[Collected data]
◇ ◇ ◇

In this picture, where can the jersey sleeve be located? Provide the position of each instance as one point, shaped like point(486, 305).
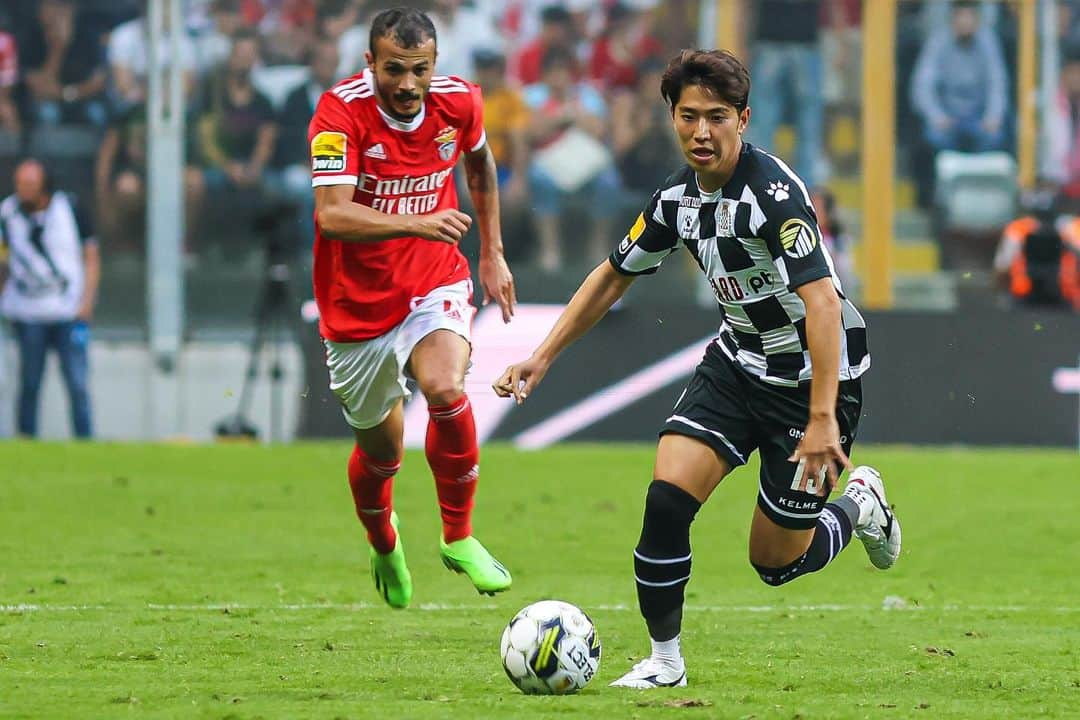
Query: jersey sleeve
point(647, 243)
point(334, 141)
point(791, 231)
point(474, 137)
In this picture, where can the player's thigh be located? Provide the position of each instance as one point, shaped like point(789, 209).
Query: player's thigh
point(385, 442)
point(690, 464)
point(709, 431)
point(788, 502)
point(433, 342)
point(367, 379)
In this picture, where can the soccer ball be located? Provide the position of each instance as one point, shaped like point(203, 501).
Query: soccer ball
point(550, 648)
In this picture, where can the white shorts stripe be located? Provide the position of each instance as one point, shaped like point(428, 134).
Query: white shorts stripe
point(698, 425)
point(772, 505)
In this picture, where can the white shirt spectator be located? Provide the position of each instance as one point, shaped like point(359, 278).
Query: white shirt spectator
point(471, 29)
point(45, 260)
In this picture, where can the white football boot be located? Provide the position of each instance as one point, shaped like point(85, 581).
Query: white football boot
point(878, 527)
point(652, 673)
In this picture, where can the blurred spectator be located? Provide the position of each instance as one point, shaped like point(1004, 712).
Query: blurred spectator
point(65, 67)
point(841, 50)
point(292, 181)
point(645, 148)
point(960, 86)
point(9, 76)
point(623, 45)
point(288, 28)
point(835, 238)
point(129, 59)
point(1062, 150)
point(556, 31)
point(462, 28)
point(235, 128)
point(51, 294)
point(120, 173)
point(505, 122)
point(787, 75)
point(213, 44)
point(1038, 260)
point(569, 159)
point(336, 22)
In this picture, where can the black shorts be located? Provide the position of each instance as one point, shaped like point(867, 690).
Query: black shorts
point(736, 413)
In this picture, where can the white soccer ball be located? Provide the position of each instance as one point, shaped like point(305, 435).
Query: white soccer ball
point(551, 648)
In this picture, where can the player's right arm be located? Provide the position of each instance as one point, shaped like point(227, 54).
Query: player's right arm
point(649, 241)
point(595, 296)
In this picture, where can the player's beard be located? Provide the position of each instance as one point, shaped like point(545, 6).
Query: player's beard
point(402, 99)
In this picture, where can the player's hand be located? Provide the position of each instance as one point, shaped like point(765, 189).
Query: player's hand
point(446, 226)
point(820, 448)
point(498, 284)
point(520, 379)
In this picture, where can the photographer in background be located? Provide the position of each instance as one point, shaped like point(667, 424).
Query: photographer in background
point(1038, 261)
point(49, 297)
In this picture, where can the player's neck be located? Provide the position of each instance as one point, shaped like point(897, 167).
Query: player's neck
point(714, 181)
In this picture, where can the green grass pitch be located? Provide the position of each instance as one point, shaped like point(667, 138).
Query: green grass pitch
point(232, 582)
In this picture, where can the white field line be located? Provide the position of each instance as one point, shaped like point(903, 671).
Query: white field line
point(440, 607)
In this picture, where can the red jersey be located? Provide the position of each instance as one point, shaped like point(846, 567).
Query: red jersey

◇ ◇ ◇

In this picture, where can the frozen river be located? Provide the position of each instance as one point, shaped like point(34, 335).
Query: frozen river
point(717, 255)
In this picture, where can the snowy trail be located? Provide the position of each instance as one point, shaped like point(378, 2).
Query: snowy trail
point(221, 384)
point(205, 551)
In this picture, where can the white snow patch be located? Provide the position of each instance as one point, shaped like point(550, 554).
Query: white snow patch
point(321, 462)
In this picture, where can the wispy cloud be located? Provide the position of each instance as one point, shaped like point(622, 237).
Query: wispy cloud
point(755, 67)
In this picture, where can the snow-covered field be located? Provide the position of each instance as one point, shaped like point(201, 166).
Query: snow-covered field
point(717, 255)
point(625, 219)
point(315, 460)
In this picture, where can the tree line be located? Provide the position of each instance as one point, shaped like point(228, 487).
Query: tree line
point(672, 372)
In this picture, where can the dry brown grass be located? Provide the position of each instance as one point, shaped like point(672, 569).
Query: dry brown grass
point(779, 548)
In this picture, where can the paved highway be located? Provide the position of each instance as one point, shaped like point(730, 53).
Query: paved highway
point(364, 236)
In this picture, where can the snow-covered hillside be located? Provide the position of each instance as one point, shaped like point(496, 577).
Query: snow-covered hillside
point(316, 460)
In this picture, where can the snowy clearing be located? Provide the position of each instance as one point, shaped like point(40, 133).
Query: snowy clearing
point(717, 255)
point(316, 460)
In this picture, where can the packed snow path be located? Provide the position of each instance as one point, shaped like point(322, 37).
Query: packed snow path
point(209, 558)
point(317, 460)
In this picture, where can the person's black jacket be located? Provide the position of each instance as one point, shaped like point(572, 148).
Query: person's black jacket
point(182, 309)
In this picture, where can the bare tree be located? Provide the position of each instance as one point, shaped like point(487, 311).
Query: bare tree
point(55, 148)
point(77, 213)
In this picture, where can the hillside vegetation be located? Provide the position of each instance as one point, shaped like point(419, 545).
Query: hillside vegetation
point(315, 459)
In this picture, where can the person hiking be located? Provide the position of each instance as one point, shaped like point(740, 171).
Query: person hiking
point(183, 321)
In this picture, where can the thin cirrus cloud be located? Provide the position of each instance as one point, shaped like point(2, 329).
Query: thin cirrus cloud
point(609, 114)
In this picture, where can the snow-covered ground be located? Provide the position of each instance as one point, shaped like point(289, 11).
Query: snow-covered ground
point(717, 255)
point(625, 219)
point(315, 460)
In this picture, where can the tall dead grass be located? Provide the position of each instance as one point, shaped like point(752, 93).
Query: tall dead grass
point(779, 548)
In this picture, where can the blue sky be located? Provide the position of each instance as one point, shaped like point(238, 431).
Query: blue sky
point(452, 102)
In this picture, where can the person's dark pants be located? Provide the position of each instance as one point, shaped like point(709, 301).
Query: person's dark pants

◇ ◇ ◇

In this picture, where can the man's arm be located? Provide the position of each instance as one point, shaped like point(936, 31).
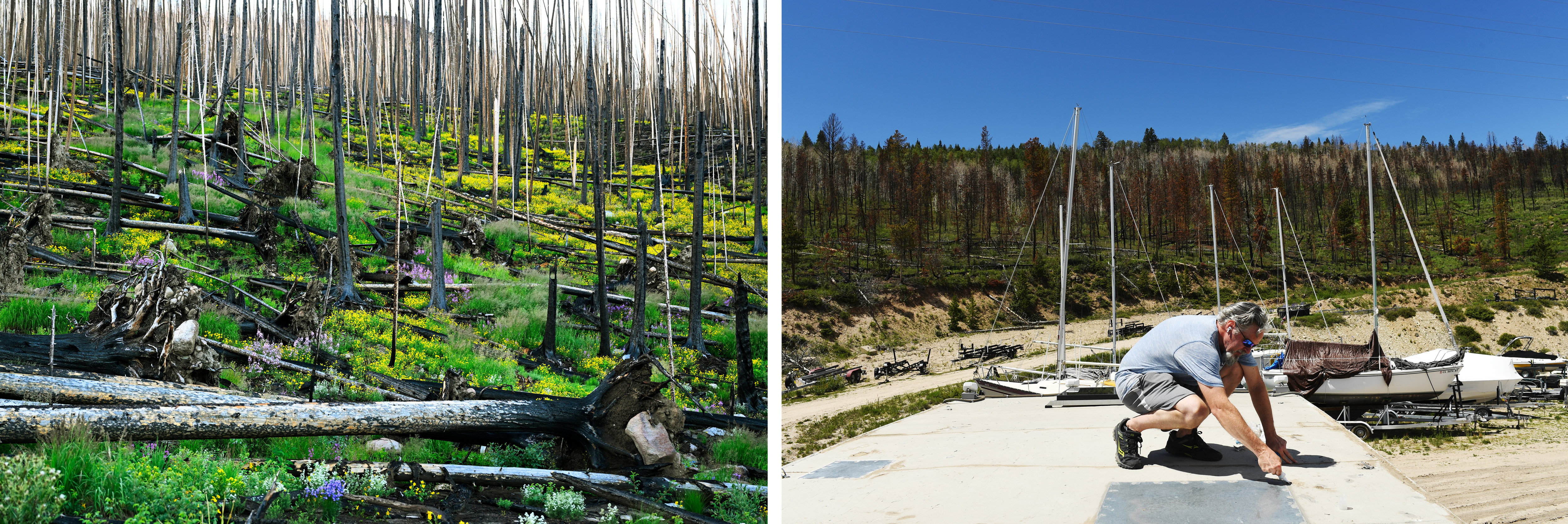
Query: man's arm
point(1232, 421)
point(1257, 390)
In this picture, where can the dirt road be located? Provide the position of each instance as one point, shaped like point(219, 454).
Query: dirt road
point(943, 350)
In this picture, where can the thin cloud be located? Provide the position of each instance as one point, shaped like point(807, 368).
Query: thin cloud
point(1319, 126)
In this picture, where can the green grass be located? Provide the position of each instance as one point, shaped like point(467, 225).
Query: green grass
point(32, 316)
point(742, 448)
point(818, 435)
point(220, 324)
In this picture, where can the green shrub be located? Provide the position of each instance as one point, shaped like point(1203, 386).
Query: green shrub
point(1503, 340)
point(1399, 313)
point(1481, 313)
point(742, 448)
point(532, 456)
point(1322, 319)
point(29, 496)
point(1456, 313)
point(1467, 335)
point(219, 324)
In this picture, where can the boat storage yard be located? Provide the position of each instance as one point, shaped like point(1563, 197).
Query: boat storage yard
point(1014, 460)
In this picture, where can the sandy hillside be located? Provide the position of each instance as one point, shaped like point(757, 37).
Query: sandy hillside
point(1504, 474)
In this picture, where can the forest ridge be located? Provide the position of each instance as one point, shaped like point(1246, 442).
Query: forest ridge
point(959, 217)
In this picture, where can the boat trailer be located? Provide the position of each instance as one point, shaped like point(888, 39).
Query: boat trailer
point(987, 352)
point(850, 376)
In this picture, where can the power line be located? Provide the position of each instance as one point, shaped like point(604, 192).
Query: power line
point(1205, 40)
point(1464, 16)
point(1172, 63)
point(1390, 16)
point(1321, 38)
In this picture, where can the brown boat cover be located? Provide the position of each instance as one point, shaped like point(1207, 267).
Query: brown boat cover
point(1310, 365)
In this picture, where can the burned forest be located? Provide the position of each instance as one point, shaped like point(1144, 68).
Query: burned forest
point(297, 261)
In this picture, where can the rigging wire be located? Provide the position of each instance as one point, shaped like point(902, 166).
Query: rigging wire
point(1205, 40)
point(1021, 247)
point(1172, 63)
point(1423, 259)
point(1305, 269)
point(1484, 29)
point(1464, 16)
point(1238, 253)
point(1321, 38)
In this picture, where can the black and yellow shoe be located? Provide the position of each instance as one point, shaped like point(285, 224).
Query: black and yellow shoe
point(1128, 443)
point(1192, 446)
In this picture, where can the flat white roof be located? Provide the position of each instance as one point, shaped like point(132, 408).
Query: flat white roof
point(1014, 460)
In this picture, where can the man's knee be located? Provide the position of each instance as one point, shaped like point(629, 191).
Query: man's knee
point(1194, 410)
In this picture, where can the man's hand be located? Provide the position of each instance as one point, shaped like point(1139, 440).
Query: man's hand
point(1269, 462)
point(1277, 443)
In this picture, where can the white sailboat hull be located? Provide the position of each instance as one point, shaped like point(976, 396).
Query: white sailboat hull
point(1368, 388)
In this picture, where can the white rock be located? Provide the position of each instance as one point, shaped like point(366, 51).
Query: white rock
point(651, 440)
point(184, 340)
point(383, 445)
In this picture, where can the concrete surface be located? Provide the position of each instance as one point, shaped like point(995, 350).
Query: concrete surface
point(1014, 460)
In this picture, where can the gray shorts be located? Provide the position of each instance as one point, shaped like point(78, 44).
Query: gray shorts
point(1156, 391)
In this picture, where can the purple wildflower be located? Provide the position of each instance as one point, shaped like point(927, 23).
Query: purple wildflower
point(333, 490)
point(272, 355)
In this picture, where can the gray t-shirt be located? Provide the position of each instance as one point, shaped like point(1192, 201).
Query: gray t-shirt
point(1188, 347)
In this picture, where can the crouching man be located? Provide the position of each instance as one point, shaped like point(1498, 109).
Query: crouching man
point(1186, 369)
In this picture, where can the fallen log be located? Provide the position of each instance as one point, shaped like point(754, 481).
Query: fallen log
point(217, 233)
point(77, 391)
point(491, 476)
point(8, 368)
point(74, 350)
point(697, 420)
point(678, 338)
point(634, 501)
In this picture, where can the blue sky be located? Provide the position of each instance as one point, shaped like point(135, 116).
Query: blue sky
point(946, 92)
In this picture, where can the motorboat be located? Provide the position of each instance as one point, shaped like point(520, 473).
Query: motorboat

◇ ◇ ◇

= Goal of the exercise =
Set down, from the entries above, exactly the lines from the one with "In this picture, where can the man's hand" up to and including the one with "In this picture, where can the concrete", and no other lines.

= Written solution =
In this picture, where can the man's hand be located? Provide the position of each instance as one point, shaped like point(1139, 440).
Query: man's hand
point(1269, 462)
point(1277, 443)
In this picture, where can the white sailboat hull be located? Provide the position of each instance as one point, shaped like point(976, 396).
Query: white sailboat hull
point(1368, 388)
In this picture, where can the white rock be located? Provide the position of each instance as one point, shaped like point(366, 51).
Query: white rock
point(651, 440)
point(184, 340)
point(383, 445)
In this picture, where can the concrete surface be located? Provide the position of each instance as one point, shaped like point(995, 350).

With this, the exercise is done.